**** DATA SUPPLIED ****

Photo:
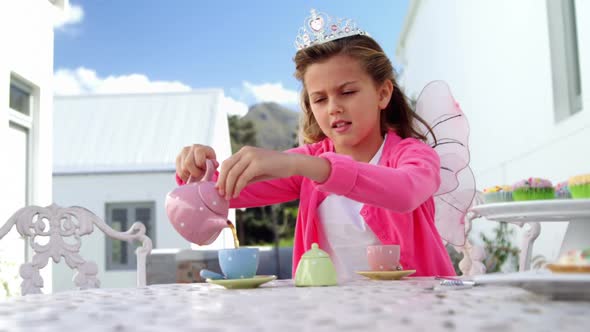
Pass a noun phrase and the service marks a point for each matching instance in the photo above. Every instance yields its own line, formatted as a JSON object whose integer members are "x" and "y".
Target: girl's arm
{"x": 415, "y": 178}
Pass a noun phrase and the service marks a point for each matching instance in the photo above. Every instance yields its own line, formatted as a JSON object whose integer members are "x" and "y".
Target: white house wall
{"x": 26, "y": 36}
{"x": 93, "y": 192}
{"x": 496, "y": 57}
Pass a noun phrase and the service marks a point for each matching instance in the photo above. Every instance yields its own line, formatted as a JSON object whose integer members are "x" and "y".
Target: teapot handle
{"x": 208, "y": 173}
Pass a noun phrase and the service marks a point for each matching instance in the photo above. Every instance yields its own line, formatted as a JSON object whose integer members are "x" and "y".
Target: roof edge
{"x": 407, "y": 26}
{"x": 134, "y": 94}
{"x": 96, "y": 170}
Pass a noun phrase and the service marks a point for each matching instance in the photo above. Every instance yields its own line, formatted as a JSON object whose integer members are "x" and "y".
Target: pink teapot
{"x": 196, "y": 210}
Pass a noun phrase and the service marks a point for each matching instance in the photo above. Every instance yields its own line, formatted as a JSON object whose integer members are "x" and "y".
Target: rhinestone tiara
{"x": 319, "y": 28}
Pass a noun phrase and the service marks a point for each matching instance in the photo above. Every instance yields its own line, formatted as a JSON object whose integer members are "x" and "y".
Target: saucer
{"x": 242, "y": 283}
{"x": 386, "y": 275}
{"x": 559, "y": 268}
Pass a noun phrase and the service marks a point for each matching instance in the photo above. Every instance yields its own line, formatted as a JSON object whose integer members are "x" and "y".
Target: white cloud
{"x": 272, "y": 92}
{"x": 71, "y": 14}
{"x": 233, "y": 107}
{"x": 84, "y": 81}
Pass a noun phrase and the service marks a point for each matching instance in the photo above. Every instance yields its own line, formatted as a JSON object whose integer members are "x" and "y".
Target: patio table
{"x": 532, "y": 213}
{"x": 362, "y": 305}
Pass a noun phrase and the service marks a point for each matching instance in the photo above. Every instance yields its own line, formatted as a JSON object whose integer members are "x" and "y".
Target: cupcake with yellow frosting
{"x": 497, "y": 194}
{"x": 580, "y": 186}
{"x": 533, "y": 189}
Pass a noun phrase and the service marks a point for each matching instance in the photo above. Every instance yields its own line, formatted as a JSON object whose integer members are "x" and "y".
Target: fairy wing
{"x": 450, "y": 139}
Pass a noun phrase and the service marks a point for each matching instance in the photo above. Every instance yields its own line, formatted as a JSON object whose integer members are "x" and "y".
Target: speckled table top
{"x": 414, "y": 304}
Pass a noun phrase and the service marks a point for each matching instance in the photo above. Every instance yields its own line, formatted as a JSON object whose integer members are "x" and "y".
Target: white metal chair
{"x": 68, "y": 223}
{"x": 473, "y": 255}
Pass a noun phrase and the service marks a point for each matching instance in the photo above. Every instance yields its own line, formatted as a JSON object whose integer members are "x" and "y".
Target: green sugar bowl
{"x": 315, "y": 269}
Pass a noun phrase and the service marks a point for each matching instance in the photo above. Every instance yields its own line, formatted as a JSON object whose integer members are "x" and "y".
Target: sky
{"x": 243, "y": 47}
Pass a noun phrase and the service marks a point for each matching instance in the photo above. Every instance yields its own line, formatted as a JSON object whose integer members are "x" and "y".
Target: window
{"x": 20, "y": 97}
{"x": 19, "y": 153}
{"x": 120, "y": 216}
{"x": 563, "y": 38}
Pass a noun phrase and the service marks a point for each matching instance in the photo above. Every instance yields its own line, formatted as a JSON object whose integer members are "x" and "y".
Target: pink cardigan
{"x": 397, "y": 196}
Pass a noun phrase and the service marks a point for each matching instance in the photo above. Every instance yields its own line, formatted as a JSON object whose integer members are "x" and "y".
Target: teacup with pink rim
{"x": 384, "y": 257}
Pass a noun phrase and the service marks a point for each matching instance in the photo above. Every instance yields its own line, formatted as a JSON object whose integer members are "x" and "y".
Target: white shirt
{"x": 345, "y": 235}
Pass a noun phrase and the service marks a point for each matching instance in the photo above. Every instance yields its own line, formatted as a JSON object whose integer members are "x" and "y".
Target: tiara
{"x": 320, "y": 28}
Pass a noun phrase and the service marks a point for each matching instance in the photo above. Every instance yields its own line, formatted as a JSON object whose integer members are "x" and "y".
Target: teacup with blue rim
{"x": 239, "y": 263}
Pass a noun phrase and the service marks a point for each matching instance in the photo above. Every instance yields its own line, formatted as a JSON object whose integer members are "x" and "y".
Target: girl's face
{"x": 347, "y": 103}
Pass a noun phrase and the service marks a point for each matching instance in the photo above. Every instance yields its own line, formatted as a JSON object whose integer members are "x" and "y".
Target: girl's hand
{"x": 252, "y": 164}
{"x": 191, "y": 161}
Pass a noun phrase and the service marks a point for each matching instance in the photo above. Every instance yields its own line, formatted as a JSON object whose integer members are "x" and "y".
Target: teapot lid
{"x": 315, "y": 252}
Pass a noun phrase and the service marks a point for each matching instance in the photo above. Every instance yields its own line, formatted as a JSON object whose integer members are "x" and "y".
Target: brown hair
{"x": 398, "y": 115}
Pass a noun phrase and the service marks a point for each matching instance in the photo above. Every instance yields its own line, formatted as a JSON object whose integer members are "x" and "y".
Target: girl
{"x": 364, "y": 175}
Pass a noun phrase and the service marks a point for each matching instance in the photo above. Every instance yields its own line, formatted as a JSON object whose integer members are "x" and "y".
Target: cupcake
{"x": 562, "y": 190}
{"x": 532, "y": 189}
{"x": 573, "y": 261}
{"x": 497, "y": 194}
{"x": 580, "y": 186}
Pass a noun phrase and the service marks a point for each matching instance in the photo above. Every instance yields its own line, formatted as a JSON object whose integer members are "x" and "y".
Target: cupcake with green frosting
{"x": 497, "y": 194}
{"x": 580, "y": 186}
{"x": 533, "y": 189}
{"x": 562, "y": 191}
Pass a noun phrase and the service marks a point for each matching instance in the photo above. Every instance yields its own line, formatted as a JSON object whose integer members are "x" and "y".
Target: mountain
{"x": 276, "y": 126}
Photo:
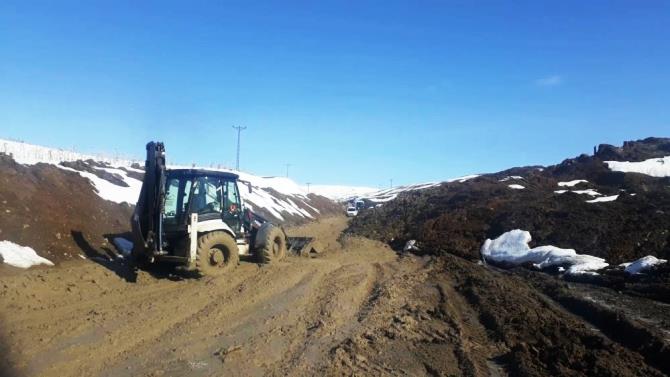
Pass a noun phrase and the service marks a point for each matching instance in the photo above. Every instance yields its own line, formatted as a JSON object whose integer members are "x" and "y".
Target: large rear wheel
{"x": 217, "y": 253}
{"x": 272, "y": 246}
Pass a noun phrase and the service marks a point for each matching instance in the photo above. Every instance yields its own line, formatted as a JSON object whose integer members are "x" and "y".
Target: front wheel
{"x": 217, "y": 253}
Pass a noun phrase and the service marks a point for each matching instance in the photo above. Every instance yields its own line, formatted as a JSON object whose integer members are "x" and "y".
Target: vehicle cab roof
{"x": 203, "y": 172}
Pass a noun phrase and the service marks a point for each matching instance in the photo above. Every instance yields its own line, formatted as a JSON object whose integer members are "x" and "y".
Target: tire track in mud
{"x": 126, "y": 323}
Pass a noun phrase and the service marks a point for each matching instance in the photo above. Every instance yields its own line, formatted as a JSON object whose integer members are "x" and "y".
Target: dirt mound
{"x": 639, "y": 150}
{"x": 54, "y": 211}
{"x": 457, "y": 217}
{"x": 358, "y": 309}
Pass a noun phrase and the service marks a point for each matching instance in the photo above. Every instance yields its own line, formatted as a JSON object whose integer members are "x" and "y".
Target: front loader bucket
{"x": 302, "y": 246}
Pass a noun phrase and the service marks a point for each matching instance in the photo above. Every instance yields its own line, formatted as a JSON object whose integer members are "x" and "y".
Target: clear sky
{"x": 348, "y": 92}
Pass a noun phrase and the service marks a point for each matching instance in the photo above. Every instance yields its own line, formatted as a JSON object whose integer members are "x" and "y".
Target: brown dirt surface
{"x": 56, "y": 212}
{"x": 456, "y": 218}
{"x": 356, "y": 309}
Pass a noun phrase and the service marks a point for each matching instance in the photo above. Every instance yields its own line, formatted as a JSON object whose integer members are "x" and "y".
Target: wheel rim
{"x": 216, "y": 257}
{"x": 276, "y": 246}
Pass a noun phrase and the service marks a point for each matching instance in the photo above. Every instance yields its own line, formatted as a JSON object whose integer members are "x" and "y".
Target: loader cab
{"x": 212, "y": 195}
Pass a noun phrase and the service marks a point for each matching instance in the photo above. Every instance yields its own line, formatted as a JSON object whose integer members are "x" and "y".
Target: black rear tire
{"x": 273, "y": 246}
{"x": 217, "y": 253}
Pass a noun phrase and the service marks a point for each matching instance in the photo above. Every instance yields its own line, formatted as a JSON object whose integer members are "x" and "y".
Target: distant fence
{"x": 31, "y": 154}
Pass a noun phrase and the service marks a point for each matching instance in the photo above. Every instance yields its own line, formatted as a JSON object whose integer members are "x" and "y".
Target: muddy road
{"x": 358, "y": 308}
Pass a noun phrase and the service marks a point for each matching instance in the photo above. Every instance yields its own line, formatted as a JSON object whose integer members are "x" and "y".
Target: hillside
{"x": 64, "y": 204}
{"x": 613, "y": 205}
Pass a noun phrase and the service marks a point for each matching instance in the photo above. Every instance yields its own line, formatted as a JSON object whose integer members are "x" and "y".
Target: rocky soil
{"x": 356, "y": 309}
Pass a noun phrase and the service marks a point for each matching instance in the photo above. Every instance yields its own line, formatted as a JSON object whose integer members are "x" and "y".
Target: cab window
{"x": 207, "y": 196}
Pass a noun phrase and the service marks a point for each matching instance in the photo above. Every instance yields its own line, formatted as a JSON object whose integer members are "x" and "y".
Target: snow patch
{"x": 510, "y": 178}
{"x": 590, "y": 192}
{"x": 512, "y": 247}
{"x": 335, "y": 192}
{"x": 109, "y": 191}
{"x": 655, "y": 167}
{"x": 643, "y": 264}
{"x": 20, "y": 256}
{"x": 572, "y": 183}
{"x": 604, "y": 199}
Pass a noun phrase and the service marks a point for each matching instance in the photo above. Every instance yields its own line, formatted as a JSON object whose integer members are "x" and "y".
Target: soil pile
{"x": 456, "y": 217}
{"x": 56, "y": 212}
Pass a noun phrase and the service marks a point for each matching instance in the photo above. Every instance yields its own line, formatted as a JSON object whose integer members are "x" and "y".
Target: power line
{"x": 239, "y": 131}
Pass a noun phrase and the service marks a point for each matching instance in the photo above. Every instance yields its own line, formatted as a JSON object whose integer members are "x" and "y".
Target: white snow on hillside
{"x": 295, "y": 203}
{"x": 463, "y": 179}
{"x": 383, "y": 196}
{"x": 655, "y": 167}
{"x": 590, "y": 192}
{"x": 512, "y": 247}
{"x": 510, "y": 178}
{"x": 643, "y": 264}
{"x": 572, "y": 183}
{"x": 110, "y": 191}
{"x": 30, "y": 154}
{"x": 336, "y": 192}
{"x": 604, "y": 199}
{"x": 386, "y": 195}
{"x": 20, "y": 256}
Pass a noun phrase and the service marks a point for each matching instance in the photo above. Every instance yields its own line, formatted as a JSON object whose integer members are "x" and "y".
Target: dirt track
{"x": 356, "y": 309}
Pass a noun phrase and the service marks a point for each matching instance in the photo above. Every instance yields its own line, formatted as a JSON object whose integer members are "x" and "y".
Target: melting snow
{"x": 340, "y": 192}
{"x": 572, "y": 183}
{"x": 109, "y": 191}
{"x": 604, "y": 199}
{"x": 512, "y": 247}
{"x": 580, "y": 192}
{"x": 643, "y": 264}
{"x": 20, "y": 256}
{"x": 655, "y": 167}
{"x": 511, "y": 177}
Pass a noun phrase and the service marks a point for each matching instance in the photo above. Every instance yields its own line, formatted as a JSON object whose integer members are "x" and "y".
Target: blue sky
{"x": 347, "y": 92}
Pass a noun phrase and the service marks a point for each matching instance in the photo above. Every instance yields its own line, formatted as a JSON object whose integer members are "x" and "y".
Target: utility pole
{"x": 239, "y": 131}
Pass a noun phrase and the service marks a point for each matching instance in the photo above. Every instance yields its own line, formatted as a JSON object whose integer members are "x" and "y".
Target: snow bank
{"x": 572, "y": 183}
{"x": 261, "y": 197}
{"x": 464, "y": 178}
{"x": 30, "y": 154}
{"x": 590, "y": 192}
{"x": 604, "y": 199}
{"x": 20, "y": 256}
{"x": 512, "y": 247}
{"x": 110, "y": 191}
{"x": 643, "y": 264}
{"x": 510, "y": 178}
{"x": 655, "y": 167}
{"x": 335, "y": 192}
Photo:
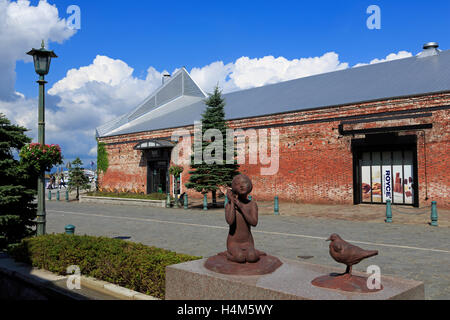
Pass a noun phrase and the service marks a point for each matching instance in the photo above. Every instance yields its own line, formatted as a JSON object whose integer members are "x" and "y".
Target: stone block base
{"x": 292, "y": 281}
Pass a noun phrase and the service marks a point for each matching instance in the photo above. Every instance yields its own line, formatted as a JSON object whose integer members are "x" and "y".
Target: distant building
{"x": 360, "y": 135}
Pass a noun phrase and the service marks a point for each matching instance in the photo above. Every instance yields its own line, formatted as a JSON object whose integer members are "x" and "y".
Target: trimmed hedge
{"x": 127, "y": 264}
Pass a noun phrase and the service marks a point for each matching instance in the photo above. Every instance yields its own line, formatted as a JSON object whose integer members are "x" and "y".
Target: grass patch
{"x": 127, "y": 195}
{"x": 127, "y": 264}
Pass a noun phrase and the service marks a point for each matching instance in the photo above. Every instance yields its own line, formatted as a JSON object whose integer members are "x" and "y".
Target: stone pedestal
{"x": 291, "y": 281}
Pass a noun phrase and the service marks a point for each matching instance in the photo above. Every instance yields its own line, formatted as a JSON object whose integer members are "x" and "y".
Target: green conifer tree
{"x": 205, "y": 177}
{"x": 77, "y": 179}
{"x": 18, "y": 186}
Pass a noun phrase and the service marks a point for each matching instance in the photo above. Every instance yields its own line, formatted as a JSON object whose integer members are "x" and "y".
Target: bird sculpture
{"x": 348, "y": 254}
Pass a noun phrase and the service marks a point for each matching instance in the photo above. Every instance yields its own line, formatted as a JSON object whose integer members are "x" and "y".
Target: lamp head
{"x": 42, "y": 58}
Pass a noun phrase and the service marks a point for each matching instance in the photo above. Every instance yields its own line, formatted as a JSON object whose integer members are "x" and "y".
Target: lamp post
{"x": 42, "y": 59}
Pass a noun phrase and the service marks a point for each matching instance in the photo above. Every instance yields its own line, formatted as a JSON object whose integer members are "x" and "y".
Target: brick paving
{"x": 411, "y": 251}
{"x": 363, "y": 212}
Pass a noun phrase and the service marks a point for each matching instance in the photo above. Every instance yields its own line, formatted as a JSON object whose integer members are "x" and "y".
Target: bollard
{"x": 185, "y": 201}
{"x": 70, "y": 229}
{"x": 388, "y": 212}
{"x": 434, "y": 215}
{"x": 276, "y": 209}
{"x": 205, "y": 202}
{"x": 168, "y": 201}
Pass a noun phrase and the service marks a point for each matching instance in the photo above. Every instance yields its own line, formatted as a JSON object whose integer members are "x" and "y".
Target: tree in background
{"x": 77, "y": 179}
{"x": 205, "y": 177}
{"x": 18, "y": 186}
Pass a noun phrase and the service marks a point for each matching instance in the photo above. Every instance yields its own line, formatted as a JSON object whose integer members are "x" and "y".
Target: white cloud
{"x": 23, "y": 26}
{"x": 94, "y": 94}
{"x": 247, "y": 73}
{"x": 389, "y": 57}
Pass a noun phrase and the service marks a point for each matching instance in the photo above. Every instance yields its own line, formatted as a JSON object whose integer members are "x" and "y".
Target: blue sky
{"x": 166, "y": 35}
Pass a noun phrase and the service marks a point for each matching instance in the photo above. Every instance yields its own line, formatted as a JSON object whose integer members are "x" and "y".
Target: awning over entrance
{"x": 154, "y": 144}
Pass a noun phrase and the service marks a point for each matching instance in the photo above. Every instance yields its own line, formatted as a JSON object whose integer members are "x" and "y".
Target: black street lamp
{"x": 42, "y": 59}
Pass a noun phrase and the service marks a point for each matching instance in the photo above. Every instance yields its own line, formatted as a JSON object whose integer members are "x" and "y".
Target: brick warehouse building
{"x": 359, "y": 135}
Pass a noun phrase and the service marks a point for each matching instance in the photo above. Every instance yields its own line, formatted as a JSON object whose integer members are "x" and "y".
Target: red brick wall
{"x": 316, "y": 162}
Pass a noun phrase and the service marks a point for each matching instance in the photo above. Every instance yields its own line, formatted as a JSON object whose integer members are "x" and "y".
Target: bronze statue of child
{"x": 241, "y": 214}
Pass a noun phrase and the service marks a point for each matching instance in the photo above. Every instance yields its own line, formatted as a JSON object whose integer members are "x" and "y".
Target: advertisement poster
{"x": 408, "y": 180}
{"x": 376, "y": 177}
{"x": 387, "y": 176}
{"x": 366, "y": 191}
{"x": 398, "y": 177}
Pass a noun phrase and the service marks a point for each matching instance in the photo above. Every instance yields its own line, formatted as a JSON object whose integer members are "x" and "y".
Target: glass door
{"x": 157, "y": 177}
{"x": 387, "y": 175}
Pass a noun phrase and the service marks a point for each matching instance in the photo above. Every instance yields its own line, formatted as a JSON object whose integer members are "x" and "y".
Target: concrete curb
{"x": 114, "y": 290}
{"x": 123, "y": 201}
{"x": 45, "y": 278}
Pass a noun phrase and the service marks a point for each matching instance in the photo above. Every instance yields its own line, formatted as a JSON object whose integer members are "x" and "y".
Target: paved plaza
{"x": 411, "y": 251}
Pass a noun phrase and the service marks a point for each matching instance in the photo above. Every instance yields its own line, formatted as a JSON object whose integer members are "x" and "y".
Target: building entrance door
{"x": 157, "y": 177}
{"x": 387, "y": 175}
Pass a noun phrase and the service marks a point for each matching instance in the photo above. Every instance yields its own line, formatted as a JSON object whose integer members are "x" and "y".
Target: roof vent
{"x": 429, "y": 49}
{"x": 166, "y": 77}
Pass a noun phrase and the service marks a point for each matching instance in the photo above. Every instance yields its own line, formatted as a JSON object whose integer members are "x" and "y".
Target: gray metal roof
{"x": 404, "y": 77}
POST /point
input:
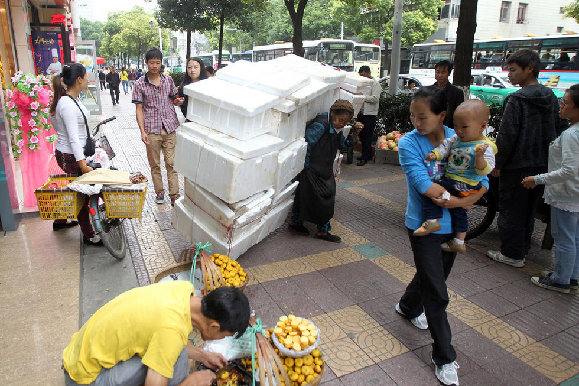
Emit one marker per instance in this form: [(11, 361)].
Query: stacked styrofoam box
[(244, 146)]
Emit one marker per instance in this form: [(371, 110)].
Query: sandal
[(299, 229), (328, 237)]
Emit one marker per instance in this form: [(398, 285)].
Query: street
[(505, 330)]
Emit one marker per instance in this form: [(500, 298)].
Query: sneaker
[(499, 257), (548, 283), (427, 228), (453, 246), (446, 373), (573, 285), (419, 322)]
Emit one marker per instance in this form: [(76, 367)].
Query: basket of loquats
[(295, 337)]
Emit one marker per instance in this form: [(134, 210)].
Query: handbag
[(89, 146)]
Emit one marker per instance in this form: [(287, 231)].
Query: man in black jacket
[(114, 80), (530, 122), (454, 95)]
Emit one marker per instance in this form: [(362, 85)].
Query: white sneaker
[(499, 257), (447, 373), (420, 321)]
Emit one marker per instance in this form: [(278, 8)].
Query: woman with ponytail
[(68, 118)]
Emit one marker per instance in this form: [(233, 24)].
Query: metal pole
[(396, 42)]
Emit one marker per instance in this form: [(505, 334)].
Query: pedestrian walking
[(132, 79), (125, 80), (194, 73), (68, 116), (425, 300), (114, 80), (140, 337), (316, 193), (454, 95), (562, 193), (102, 79), (155, 96), (530, 123), (367, 116)]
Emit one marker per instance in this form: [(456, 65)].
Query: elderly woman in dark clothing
[(316, 193)]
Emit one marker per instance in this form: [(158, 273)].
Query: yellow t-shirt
[(152, 322)]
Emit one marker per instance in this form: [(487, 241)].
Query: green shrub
[(394, 114)]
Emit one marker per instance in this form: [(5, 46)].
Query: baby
[(471, 156)]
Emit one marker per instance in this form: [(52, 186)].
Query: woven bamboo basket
[(186, 266)]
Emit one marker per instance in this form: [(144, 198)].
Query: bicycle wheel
[(481, 216), (113, 234)]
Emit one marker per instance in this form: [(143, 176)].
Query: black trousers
[(367, 134), (114, 90), (427, 291), (517, 211)]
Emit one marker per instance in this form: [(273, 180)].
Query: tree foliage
[(92, 30), (572, 10)]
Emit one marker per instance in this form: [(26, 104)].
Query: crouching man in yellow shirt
[(140, 337)]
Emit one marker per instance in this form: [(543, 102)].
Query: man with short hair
[(141, 336), (55, 68), (114, 80), (367, 116), (155, 96), (454, 95), (530, 123)]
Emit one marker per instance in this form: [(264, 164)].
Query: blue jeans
[(565, 231), (133, 372)]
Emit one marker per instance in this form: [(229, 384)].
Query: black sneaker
[(550, 284)]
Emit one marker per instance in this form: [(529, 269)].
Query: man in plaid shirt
[(155, 96)]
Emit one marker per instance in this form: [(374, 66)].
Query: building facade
[(508, 19)]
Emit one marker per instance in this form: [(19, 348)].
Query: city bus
[(211, 59), (368, 55), (333, 52), (558, 53)]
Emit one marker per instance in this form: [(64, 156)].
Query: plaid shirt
[(157, 104)]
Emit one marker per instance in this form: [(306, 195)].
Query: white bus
[(368, 55), (333, 52)]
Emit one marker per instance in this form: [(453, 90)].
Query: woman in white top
[(69, 123), (562, 193)]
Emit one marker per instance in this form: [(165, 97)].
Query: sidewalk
[(506, 331)]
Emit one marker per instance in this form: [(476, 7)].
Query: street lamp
[(152, 23)]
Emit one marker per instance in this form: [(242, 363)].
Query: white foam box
[(194, 231), (284, 194), (238, 111), (356, 100), (289, 126), (238, 214), (263, 77), (228, 177), (247, 149), (290, 163), (275, 218)]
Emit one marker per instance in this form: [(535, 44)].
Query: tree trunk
[(221, 25), (297, 17), (464, 40), (188, 45)]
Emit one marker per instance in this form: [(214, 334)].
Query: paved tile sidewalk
[(505, 330)]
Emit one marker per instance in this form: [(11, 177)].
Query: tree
[(92, 30), (572, 10), (184, 15), (464, 39), (297, 17)]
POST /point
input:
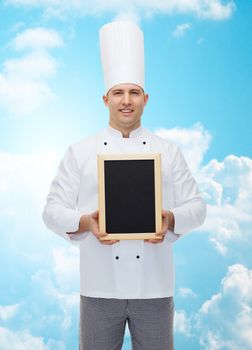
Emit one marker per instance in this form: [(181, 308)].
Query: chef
[(130, 281)]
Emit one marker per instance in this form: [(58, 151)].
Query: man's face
[(126, 103)]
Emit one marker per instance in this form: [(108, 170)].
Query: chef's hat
[(122, 54)]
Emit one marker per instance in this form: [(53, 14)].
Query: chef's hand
[(91, 223), (168, 222)]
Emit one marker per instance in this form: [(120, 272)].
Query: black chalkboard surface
[(129, 195)]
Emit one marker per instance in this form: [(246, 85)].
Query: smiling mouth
[(126, 110)]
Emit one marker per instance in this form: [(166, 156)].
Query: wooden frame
[(141, 174)]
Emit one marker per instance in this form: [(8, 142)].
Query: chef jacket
[(130, 269)]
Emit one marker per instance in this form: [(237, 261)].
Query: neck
[(124, 131)]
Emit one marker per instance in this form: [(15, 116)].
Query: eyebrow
[(121, 90)]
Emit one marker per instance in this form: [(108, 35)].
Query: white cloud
[(8, 311), (66, 267), (182, 323), (206, 9), (37, 39), (23, 340), (23, 80), (225, 320), (24, 181), (193, 141), (226, 186), (185, 292), (181, 29)]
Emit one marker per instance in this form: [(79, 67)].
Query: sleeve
[(189, 207), (60, 214)]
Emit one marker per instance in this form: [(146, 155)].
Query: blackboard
[(129, 195)]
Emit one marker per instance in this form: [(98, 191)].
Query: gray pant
[(102, 323)]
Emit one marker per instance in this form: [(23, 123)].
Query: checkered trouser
[(103, 321)]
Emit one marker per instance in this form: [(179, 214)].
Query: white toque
[(122, 54)]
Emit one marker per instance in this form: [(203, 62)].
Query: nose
[(126, 99)]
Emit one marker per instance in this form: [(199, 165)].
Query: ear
[(105, 100)]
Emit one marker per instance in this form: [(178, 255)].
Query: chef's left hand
[(167, 224)]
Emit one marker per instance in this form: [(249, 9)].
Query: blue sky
[(199, 78)]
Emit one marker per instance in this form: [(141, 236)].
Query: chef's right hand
[(93, 227)]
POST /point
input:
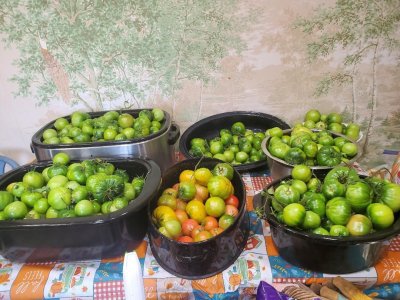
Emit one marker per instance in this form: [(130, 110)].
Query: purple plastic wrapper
[(268, 292)]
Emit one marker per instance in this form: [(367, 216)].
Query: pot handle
[(173, 134)]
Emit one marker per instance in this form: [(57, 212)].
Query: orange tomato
[(232, 200), (180, 204), (171, 191), (201, 192), (181, 215), (216, 231), (209, 223), (202, 176), (231, 210), (202, 236), (196, 210), (185, 239)]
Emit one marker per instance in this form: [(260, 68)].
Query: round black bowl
[(280, 168), (210, 127), (80, 238), (325, 254), (199, 259)]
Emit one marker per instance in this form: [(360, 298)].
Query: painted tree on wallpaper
[(365, 30), (98, 52)]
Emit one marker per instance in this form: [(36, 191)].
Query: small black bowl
[(325, 254), (280, 168), (80, 238), (210, 127), (199, 259)]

****

**INSTRUCTION**
Transcribe the listing above from the line containing "Emit one marker per instance in this form: [(8, 142)]." down to the line containing "292), (181, 29)]", including both of those lines and changing nothing.

**TASK ANSWER**
Emit one marker per instance in this form: [(8, 142)].
Query: chef jacket
[(130, 269)]
Emit one marker per instance in this form: [(237, 261)].
Query: neck
[(124, 131)]
Emit one marker per instance in this form: [(15, 116)].
Query: eyebrow
[(121, 90)]
Emit one marker per instance in this form: [(108, 35)].
Query: white cloud
[(8, 311), (66, 267), (182, 323), (206, 9), (37, 39), (23, 340), (23, 80), (225, 320), (24, 181), (193, 141), (226, 186), (185, 292), (181, 29)]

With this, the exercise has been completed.